▶ _WORK INSTRUCTION_: Keep the pictures out, and restate the listing that follows exactly as written.

▶ _DATA SHOWN_:
Segment Open

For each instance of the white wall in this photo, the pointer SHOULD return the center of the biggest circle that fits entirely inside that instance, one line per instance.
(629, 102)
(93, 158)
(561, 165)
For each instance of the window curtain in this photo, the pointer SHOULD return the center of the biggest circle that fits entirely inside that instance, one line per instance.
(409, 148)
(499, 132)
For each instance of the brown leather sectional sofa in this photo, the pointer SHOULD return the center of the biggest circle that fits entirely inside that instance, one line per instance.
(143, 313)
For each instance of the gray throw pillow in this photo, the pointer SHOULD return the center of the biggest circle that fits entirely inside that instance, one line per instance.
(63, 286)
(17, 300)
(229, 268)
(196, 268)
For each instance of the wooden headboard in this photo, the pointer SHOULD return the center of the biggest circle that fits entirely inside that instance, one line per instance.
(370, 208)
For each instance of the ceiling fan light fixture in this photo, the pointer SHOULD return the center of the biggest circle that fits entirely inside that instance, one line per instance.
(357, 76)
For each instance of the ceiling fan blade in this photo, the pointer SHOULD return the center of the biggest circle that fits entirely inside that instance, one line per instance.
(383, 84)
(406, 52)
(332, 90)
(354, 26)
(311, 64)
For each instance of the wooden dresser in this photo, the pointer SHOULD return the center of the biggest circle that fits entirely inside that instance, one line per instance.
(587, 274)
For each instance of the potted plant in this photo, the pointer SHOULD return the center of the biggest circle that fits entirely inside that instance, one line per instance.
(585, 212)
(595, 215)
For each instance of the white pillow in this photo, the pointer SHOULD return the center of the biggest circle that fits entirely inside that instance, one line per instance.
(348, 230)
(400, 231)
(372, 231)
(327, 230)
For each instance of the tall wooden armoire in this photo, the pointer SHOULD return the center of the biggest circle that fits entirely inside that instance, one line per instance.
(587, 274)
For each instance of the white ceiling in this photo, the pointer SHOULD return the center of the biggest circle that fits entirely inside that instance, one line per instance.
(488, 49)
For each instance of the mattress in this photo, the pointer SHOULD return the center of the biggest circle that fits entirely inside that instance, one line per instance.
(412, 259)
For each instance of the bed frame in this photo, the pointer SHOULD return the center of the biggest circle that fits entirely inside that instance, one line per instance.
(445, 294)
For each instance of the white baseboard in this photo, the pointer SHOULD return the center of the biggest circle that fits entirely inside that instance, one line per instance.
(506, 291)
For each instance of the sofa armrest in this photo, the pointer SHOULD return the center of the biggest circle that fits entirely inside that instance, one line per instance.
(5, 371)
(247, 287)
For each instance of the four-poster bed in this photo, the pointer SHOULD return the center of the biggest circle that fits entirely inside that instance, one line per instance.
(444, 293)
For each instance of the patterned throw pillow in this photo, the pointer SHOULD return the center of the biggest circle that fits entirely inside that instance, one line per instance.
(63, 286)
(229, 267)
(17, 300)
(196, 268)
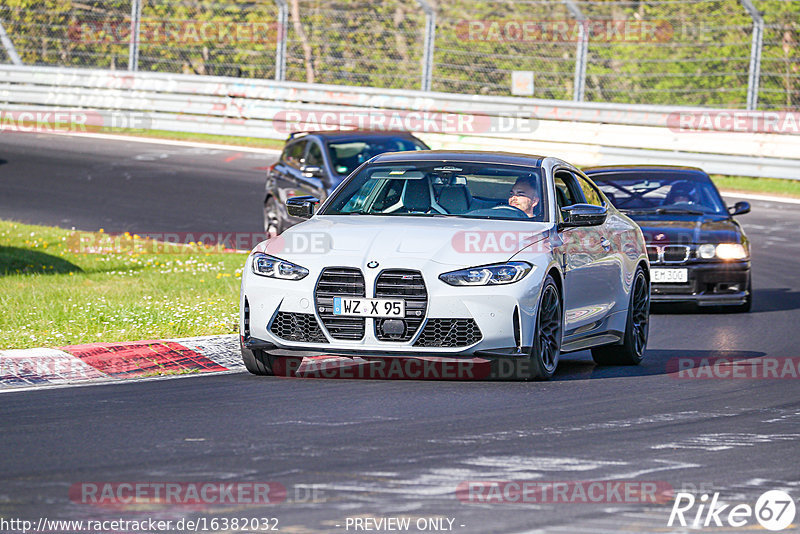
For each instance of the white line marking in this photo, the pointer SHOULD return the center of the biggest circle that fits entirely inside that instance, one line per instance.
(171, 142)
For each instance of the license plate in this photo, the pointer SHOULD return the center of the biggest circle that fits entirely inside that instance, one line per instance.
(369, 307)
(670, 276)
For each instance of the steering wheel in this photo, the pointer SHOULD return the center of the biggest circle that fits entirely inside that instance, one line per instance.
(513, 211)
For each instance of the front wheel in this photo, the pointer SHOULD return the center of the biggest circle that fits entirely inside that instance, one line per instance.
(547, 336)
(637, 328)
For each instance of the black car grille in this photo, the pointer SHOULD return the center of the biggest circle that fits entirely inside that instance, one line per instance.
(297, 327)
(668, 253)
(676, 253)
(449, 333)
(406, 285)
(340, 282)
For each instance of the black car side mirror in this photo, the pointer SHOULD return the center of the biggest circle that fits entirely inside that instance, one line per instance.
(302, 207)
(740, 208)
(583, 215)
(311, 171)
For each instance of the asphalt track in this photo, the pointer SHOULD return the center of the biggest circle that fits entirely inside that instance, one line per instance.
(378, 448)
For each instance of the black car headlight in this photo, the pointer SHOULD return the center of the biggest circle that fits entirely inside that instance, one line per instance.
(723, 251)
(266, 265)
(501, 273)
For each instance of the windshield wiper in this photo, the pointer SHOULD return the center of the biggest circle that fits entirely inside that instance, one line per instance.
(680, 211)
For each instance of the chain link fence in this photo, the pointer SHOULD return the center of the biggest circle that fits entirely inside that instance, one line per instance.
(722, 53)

Segment Closed

▶ _OUTPUT FOR THIS TASK_:
For each instance of the white wall in this photo, the pointer SHOULD return the center of the biggest circle that fits entirely inside that instance, one line per instance.
(629, 102)
(93, 158)
(561, 165)
For each instance of the window curtain in this photo, the pointer SHOULD return the center of the biggest circle that fits entirely inside that instance, one line per instance.
(409, 148)
(499, 132)
For each instance of the brown leather sectional sofa in this photo, the pointer SHOULD return the center of the biggest circle that fits entirely inside that instance, one line per instance.
(143, 313)
For each instance of the gray throw pillow in this photo, the pointer SHOULD return the center of the biggest circle that fits entirely inside that instance, one line per instance.
(63, 286)
(17, 300)
(229, 268)
(196, 268)
For each instance of the wooden headboard in this photo, the pointer SHOULD return the center of the biggest circle that fits entirely inside that instance, one line per instance.
(370, 208)
For each instance of the ceiling fan light fixture in this photo, the pointer SHOULD return the center of the biggest circle that fits entirely inside that instance, one line per instance.
(357, 76)
For each instance of the ceiling fan blade in this photo, the pointer SHOULD return the center of the biggest circle that fits entirely inside that instance, one line per instance.
(383, 84)
(406, 52)
(332, 90)
(354, 26)
(311, 64)
For each instance of the wooden dresser in this photo, the pointer SHOULD return the center of the biggest circle that fits entirely inside that instance, one line per instance.
(587, 274)
For each instance of the potted plant in this photo, the pointer SHOULD return the center of the biggest circle that fits entirely inside that instance, one line per instance.
(585, 212)
(595, 215)
For each instance of the white pillow in this photo, the pointer SHOULD return the center of the biggest circle that fits entirely inside that instance, one line per instance.
(348, 230)
(400, 231)
(372, 231)
(327, 230)
For each instance of the tall wooden armoire in this photo, the pointer SHOULD return the center of the biggest circle that fits entirely inside that instance, one line per instance.
(587, 274)
For each instance of the white ceiling in this photo, the pointer SHOULD return the center of the biggest circle that fits entirely inside that instance, one line per instance.
(488, 49)
For each instance of the mattress in this photo, the pointer SHOULD return the center of the biggest circle that fits entirely inside that instance, one line per instance.
(412, 259)
For each instance of the bed frame in this photo, the pointer SHOULD return the center of the biggest circle that fits entirely inside that instance, one line per instance.
(445, 294)
For each instance of the white baseboard in this photo, the pointer SHOULD return the center of the biggest circle that fits entirely inside that instance, one line per instance.
(506, 291)
For each instance of the sofa armrest in this photo, the pointer SHOULD return the center of the biggest circle that fits entirely inside that instance, one line per instance.
(5, 371)
(247, 287)
For each instance of the four-poster bed in this photo, the pointer SHOULD return the center of the biggest circle that fits entirely inside that instance, one line per instance.
(444, 293)
For each instance of the patterned throw pillow in this photo, the pointer SHOULD return the center of the biggest circle that fits entirely inside that instance, one line per instance.
(63, 286)
(229, 267)
(17, 300)
(196, 268)
For each instance of the white line marking in this photo, the pointer SHOULD return the center of the biggest circle that fits entirely inside that instance, one line per instance.
(171, 142)
For each instance of the license plate in this photo, the pointer SHOULD return the center of the biggest circle that fits entirely inside that instance, one line per instance.
(369, 307)
(670, 276)
For each instance of the steering wheel in this photo, the pointer SHOULD return the center of the biggest circle that fits entirely inside that instance, one line per instance.
(513, 211)
For each instance of the front wheel in this photo, the pointer SHOULD return the center of the biggest circle that fits entirely inside that instance, one line per instance.
(547, 336)
(637, 328)
For each instance of the black car grille in this photo, the pointer SHOULD return the center of the biggest circle that fits entirely inside that instance, one line per instance.
(297, 327)
(668, 253)
(676, 253)
(449, 333)
(406, 285)
(340, 282)
For each instance of the black car side mirror in this photo, the pointer SHOULD return the center of the biggest circle that fits entirely inside that instance, one line per instance.
(302, 207)
(740, 208)
(583, 215)
(311, 171)
For each instance of the asphalt track in this photo, the pointer SHOULD return the center of the biggest circle that fits entirely inside that instance, one line per instance.
(378, 448)
For each instance of the black car headlight in this photo, the pointer SHOULD return the center of the biggest circle that fits entirely inside that instance, one line per instance.
(723, 251)
(266, 265)
(501, 273)
For each instance of the windshield wiper in this photo, the pointer SHOULD return the center of the biggest circle that fits entirely inside that instance, one line per instance.
(680, 211)
For each instance of the chain link fence in this photo, the pointer SHOULD return the center of the biggest circle that fits entirely inside that instance, one line per instance.
(722, 53)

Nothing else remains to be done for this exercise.